*EXTRACT:*
►

Amsale Bridal Fall 2020

With Zoom weddings, courthouse celebrations and elopements on the rise this year, some retailers say brides-to-be in the age of COVID-19 are opting for the “little white dress.”

Amsale, the bridal label and Madison Avenue shop in New York, has an entire division dedicated to the category. And while business has suffered this year due to the health crisis, like for all retailers, the section — which includes satin jumpsuits and sequin minidresses priced at $495 — is seeing growth.

“It’s become very popular, which suggests that people are following through with ceremonies but in a more casual way,” said owner Neil Brown, husband of the late Amsale Aberra.

Amsale Bridal Fall 2020

Amsale Bridal Fall 2020  Masato Onoda/WWD

“It definitely has increased because of the pandemic,” said Kamika Kiper, manager of David’s Bridal in Los Angeles, regarding sales of “simpler” designs. The wedding gown retailer, America’s largest, also has its own “little white dress” category. “We do see an increase in that.”

Weddings are taking place “two or three weeks out, on beaches, in backyards,” Kiper went on. Since reopening in June, the shop has been servicing customers who are eager to shop in-store and get their hands on wedding attires. “They want something they can buy now. Here, they can just come in and grab it and go.”

The company, which emerged from bankruptcy last year, makes in-house alterations. “We can turn a dress around in 24 hours if we need to, for a fee,” Kiper said.

Veronica Di Santo of Ines Di Santo, which offers both couture and a diffusion line, has also noticed an interest in “more clean structures,” she said. The label has a store in Toronto and is found at about 100 retailers in North America. “It’s the new norm.”

Ines Di Santo Bridal Fall 2020

Ines Di Santo Bridal Fall 2020  George Chinsee/WWD

These days “anything goes,” said celebrity stylist Micaela Erlanger, who runs a bridal company offering à la carte wedding services (including access to couture houses for custom creations).

“All rules are out the window,” she continued. “I’m seeing bridal clients wear prints or consider color or ready-to-wear pieces, not just your traditional bridal collections. This idea that you have to be in white or a more traditional gown is being reconsidered.”

Couples are throwing mini ceremonies and rescheduling larger celebrations for 2021, she added. (“Because who wants to postpone their wedding much longer”?) And with no vaccine in sight, it’s a guessing game when deciding on “safer,” alternative dates.

“I’m overwhelmed, and I feel like I have all the resources in the world,” she said.

A bride-to-be herself, Erlanger’s wedding was originally scheduled for October. She’s now working to postpone it for April. “It’s to be determined if I’ll do something small ahead of time.”

“We are not getting a sense that bigger celebrations are being canceled,” Brown echoed. “They’re being delayed.” Brides are getting married in “little white dresses” on their original date and saving the party for later, he continued.

◄

*DATASET RECORDS:*
►

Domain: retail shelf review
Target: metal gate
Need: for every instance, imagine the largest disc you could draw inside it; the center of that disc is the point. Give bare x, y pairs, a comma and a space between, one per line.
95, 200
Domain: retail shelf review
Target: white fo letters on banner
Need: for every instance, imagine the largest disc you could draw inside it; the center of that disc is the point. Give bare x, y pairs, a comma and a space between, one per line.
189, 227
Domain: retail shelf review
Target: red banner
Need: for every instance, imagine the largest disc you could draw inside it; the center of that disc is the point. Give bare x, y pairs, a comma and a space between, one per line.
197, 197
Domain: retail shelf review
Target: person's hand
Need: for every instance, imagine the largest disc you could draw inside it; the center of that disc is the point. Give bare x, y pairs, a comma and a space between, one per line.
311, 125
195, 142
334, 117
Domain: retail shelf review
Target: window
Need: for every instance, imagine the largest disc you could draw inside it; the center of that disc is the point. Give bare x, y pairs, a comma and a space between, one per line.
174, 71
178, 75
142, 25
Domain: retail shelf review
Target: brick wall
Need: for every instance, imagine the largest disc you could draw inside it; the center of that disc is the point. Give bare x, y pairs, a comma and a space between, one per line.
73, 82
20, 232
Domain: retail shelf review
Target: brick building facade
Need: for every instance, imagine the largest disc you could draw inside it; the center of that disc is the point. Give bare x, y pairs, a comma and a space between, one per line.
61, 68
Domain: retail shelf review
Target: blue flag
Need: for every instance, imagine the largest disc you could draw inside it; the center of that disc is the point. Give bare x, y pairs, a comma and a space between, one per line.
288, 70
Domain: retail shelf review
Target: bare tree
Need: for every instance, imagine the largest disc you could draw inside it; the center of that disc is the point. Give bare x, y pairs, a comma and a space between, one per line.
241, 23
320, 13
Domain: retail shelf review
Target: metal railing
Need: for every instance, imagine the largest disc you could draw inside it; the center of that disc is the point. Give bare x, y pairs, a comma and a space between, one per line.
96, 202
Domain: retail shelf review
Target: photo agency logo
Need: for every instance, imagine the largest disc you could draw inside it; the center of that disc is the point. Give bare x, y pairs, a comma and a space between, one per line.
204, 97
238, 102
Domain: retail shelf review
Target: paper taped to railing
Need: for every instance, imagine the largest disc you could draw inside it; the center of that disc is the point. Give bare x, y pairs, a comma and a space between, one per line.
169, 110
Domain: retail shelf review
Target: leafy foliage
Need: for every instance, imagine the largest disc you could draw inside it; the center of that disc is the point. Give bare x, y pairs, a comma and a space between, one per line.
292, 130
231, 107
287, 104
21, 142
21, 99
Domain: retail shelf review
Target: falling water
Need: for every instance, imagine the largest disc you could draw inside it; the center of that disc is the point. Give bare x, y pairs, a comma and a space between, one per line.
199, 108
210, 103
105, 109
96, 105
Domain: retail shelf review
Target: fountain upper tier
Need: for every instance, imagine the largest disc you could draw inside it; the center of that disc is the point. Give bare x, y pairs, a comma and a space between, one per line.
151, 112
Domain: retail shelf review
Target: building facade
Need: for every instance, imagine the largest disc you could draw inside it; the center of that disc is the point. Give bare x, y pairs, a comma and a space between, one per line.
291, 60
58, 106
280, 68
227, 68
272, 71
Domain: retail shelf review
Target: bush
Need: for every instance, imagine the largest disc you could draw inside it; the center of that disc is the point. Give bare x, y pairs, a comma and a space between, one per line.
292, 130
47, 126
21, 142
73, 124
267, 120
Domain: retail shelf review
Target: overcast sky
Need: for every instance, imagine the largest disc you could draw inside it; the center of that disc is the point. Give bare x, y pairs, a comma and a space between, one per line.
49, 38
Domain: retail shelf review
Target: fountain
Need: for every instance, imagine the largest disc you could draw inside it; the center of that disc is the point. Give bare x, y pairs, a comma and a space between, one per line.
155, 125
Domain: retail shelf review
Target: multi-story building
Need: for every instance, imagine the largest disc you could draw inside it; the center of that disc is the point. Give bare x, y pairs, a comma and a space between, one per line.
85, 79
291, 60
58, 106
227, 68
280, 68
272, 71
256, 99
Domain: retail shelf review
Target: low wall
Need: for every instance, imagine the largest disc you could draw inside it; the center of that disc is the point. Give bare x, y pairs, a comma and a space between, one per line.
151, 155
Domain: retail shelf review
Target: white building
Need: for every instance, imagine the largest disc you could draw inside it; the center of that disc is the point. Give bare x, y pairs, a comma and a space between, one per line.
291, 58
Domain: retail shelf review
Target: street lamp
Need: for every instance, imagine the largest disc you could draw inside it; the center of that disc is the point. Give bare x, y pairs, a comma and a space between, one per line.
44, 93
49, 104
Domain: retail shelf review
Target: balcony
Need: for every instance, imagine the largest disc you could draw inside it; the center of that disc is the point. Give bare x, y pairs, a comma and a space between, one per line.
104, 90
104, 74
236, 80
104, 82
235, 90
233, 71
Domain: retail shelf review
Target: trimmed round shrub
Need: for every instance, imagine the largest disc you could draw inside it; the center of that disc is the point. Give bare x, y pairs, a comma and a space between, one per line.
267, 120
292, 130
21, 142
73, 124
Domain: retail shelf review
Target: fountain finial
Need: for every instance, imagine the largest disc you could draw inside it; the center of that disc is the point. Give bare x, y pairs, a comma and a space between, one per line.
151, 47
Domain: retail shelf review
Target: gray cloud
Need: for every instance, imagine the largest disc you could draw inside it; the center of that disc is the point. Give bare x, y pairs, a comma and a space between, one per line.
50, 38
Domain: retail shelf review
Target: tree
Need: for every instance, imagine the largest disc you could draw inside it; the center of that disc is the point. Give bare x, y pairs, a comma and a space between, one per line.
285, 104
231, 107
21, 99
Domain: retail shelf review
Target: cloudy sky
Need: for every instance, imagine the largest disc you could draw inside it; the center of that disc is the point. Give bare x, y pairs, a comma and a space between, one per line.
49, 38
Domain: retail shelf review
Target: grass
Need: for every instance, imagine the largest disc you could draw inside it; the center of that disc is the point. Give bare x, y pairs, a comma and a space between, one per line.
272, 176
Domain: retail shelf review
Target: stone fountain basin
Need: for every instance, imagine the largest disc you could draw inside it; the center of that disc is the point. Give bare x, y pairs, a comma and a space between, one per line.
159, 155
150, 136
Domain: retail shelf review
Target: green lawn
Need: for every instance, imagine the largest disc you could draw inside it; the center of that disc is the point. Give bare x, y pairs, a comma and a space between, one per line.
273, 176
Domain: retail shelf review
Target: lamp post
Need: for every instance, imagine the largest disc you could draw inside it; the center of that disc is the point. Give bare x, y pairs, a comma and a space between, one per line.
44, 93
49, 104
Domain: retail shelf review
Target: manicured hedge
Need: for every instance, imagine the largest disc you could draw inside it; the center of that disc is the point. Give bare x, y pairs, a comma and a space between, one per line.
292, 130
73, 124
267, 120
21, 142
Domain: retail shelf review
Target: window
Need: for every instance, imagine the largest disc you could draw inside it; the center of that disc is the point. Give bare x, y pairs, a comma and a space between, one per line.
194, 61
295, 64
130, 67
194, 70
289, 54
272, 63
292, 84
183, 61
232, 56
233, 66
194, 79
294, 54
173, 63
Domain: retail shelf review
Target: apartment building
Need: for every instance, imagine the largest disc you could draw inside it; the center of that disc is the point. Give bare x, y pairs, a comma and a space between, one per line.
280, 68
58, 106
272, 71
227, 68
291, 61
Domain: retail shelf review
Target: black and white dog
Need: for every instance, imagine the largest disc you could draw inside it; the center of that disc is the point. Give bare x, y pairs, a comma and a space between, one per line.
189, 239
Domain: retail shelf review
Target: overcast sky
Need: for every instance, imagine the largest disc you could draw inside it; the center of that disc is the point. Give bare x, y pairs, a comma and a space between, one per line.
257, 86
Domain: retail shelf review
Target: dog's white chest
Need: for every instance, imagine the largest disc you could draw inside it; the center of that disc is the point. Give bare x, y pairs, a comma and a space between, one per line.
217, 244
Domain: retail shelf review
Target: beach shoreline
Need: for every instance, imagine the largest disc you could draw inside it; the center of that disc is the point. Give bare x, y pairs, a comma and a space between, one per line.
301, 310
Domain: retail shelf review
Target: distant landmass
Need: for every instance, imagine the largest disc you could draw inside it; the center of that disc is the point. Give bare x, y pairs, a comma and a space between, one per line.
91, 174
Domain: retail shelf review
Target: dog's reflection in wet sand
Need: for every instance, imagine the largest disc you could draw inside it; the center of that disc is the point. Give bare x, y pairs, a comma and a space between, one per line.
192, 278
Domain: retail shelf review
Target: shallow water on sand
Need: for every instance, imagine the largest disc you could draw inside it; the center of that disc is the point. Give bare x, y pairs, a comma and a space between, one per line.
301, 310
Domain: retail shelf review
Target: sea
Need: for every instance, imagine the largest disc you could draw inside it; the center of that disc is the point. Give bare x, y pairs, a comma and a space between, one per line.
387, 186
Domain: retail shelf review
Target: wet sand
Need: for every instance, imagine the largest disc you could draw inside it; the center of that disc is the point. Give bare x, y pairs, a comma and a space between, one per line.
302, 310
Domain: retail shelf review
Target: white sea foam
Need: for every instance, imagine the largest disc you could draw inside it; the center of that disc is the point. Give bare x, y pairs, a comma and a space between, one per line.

◄

*WORK ORDER A:*
In the article on pandemic-era bridal wear, what price is given for the satin jumpsuits and sequin minidresses in Amsale's "little white dress" section?
*WORK ORDER B:*
Reproduce verbatim the stretch of the article on pandemic-era bridal wear from "Amsale, the bridal" through "is seeing growth.".

*TASK RESULT A:*
$495

*TASK RESULT B:*
Amsale, the bridal label and Madison Avenue shop in New York, has an entire division dedicated to the category. And while business has suffered this year due to the health crisis, like for all retailers, the section — which includes satin jumpsuits and sequin minidresses priced at $495 — is seeing growth.